## Quoted passage
## START

1. Pursuing Probates

    1 Comment

    This is a guest post by Andrew Millard who maintains a very useful webpage listing probate records

    Probate records are a gold mine of information for genealogists, but the records can be hard to find. Prior to the creation of national civil probate courts (1858 in England, Wales and Ireland, 1876 in Scotland) one has to search the records of local, regional and national jurisdictions depending on where one’s ancestor owned property, and that means searching multiple indexes or calendars and accessing records from various archives.
    For over 30 years I have been conducting a one-name study of the name Bodimeade, and ten years ago I had reached a point where I decided that a systematic check of every probate index was the next logical step. I also had some other surnames where I regularly collected all references in pre-1850 or pre-1800 records as I found them (in case you are interested: Brooksby, Littlechild, Redington, Spriddle), and intended to collect all the index entries for them as well. So how did I go about it?
    I started with the book Probate Jurisdictions: where to look for wills by Jeremy Gibson and Else Churchill which describes the area cover by each court and lists all known indexes (and their deficiencies). Although it was last updated in 2002 this book is invaluable as a concise guide to the courts, the printed indexes and the locations of the original records. My copy is very well thumbed!
    As I have easy access to a major research library, I started by systematically working through all the probate indexes published by the British Record Society. Then I went to Probate Jurisdictions to identify other indexes and checked as many of them as were in the library. I made slow but steady progress in lunchtime sessions in the library, but after a while it became obvious that there were new indexes appearing that weren’t in Probate Jurisdictions, so I started annotating my copy and checking them as well.

## END

## Problem description
List every surname, apart from Bodimeade, whose references in early records the writer of the guest post on probate records above regularly collected.

## Records supplied
## START

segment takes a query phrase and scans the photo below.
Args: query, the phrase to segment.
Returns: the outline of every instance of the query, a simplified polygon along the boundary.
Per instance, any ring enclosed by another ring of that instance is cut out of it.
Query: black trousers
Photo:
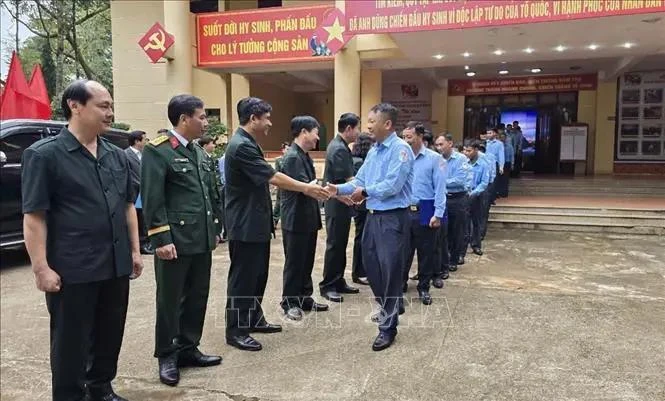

## END

## Exercise result
Brooksby, Littlechild, Redington, Spriddle